**Exercise task**
Copy exactly the lines from the "Would you please pick out the display" line to the end, both included, and nothing else.

**Supplied entries**
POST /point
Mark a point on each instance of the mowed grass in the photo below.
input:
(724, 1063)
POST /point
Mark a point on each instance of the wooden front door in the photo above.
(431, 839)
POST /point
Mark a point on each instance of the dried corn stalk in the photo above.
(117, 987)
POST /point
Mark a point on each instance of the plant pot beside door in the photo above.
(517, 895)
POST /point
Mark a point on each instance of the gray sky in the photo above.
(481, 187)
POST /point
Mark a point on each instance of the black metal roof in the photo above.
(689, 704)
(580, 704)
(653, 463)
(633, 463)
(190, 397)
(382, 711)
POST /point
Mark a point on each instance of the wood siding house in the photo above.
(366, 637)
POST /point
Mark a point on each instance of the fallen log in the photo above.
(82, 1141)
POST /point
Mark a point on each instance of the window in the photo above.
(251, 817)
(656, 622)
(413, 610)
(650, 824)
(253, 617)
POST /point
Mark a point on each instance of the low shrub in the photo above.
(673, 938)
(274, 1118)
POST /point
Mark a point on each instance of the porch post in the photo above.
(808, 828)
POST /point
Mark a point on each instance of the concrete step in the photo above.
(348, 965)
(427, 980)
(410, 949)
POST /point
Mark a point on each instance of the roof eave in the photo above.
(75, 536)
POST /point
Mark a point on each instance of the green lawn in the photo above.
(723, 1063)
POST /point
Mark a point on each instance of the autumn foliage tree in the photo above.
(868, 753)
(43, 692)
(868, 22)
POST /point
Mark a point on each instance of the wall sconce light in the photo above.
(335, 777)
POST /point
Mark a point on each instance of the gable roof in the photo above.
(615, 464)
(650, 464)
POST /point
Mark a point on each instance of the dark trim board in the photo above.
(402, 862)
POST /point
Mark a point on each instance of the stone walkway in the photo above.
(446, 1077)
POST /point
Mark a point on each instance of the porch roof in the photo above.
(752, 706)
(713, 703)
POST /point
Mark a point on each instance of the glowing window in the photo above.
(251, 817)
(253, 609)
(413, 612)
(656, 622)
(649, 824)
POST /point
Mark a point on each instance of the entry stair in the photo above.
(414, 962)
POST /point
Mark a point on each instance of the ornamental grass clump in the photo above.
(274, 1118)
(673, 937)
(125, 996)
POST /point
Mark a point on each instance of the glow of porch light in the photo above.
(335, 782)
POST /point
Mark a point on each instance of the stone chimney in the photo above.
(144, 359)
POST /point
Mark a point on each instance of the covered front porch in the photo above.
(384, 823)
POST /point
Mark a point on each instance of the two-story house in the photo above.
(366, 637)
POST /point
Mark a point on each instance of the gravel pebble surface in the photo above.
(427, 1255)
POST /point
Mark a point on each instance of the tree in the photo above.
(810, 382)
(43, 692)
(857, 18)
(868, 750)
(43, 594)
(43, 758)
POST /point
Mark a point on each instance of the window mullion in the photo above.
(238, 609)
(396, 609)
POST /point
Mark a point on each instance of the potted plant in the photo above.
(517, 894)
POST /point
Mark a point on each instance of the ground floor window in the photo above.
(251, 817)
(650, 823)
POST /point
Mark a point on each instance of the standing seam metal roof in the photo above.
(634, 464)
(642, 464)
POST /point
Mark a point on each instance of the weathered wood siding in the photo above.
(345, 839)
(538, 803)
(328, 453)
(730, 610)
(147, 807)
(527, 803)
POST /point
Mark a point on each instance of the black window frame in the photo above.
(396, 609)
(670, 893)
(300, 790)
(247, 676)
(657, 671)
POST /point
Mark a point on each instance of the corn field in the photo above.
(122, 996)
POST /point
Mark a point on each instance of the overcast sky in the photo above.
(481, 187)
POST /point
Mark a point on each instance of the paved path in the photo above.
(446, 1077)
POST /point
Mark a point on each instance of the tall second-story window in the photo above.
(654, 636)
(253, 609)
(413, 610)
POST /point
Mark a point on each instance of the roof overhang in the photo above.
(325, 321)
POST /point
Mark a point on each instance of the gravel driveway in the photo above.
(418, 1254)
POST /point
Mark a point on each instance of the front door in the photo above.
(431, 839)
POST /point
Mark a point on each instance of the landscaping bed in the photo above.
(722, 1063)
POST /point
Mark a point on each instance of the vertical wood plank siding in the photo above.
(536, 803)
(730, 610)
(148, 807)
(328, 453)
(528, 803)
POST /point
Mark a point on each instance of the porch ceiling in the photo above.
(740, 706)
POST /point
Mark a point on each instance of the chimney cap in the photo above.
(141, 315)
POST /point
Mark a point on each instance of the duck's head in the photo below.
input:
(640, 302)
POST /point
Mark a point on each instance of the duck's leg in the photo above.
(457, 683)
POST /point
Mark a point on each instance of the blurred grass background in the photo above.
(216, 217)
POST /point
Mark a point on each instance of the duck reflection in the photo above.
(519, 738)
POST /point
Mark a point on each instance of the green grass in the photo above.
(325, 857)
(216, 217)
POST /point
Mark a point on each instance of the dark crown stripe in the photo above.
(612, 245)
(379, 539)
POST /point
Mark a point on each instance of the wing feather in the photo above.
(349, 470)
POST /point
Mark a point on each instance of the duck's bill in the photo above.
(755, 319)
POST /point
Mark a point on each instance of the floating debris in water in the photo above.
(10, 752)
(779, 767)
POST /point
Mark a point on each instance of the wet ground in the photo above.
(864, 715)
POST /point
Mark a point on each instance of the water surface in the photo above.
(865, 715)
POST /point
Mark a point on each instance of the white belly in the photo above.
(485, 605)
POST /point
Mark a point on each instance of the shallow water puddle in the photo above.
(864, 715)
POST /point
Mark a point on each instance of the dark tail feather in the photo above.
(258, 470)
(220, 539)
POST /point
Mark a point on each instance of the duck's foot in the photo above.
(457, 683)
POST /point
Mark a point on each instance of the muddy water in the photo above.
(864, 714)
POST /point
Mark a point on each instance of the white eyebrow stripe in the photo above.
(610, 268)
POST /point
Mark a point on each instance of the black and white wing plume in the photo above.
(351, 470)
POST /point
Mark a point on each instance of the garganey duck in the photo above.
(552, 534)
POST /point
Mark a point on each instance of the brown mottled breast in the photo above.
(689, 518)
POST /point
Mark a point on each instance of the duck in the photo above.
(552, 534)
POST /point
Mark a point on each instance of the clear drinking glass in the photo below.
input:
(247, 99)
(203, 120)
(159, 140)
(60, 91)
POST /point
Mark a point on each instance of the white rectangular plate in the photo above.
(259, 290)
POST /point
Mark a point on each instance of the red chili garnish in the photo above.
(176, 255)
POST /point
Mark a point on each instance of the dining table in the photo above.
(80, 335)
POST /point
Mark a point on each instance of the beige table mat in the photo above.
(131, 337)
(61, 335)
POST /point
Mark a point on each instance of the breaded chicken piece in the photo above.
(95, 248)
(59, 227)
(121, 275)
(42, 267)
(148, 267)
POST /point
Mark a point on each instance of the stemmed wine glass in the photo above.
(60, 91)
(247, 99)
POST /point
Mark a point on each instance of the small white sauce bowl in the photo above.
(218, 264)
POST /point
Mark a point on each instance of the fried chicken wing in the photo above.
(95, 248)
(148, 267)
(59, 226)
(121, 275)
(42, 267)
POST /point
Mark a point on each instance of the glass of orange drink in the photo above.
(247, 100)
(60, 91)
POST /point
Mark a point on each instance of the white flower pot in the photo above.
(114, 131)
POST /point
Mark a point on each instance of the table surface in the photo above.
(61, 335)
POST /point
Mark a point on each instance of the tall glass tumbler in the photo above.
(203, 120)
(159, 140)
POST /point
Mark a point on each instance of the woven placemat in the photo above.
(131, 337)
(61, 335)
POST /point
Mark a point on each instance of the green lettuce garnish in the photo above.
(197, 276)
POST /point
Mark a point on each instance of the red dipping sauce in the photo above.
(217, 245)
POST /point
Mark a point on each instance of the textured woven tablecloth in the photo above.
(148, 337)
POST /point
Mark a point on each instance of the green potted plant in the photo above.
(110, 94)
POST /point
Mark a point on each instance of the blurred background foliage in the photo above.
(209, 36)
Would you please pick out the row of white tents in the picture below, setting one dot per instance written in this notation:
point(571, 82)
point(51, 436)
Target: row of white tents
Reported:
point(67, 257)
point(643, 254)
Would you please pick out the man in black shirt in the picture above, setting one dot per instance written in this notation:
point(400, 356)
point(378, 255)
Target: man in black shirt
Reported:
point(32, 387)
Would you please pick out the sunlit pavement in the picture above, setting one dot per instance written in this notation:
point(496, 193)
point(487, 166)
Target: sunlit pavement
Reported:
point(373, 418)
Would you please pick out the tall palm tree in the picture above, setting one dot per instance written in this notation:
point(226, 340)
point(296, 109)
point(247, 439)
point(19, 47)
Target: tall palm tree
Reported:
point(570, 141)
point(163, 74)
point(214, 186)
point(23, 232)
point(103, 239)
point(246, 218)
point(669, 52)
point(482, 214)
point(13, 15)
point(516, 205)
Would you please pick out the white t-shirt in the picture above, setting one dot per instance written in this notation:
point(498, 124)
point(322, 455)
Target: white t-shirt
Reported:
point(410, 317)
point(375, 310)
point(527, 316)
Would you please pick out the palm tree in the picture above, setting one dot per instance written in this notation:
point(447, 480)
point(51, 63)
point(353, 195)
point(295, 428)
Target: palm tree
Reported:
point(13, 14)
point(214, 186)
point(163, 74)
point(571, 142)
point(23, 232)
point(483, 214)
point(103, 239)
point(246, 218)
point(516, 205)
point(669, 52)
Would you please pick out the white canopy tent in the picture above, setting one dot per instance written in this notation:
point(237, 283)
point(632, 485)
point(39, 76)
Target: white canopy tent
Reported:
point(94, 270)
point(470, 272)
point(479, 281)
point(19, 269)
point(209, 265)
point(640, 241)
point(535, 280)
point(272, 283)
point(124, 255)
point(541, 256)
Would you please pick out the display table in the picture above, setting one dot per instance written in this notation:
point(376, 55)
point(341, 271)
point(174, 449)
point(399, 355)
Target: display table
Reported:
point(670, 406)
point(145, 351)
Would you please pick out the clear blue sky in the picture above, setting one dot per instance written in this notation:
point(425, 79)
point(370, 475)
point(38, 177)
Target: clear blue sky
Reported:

**Written response**
Would you please pick out the display table in the picture above, setting one dot per instance written in this notation:
point(376, 55)
point(341, 271)
point(174, 449)
point(399, 355)
Target: display table
Reported:
point(670, 406)
point(145, 351)
Would you please pick out the clear blue sky in the picture above, setting one dot per instance written in this notation:
point(425, 79)
point(370, 475)
point(38, 177)
Target: clear blue sky
Reported:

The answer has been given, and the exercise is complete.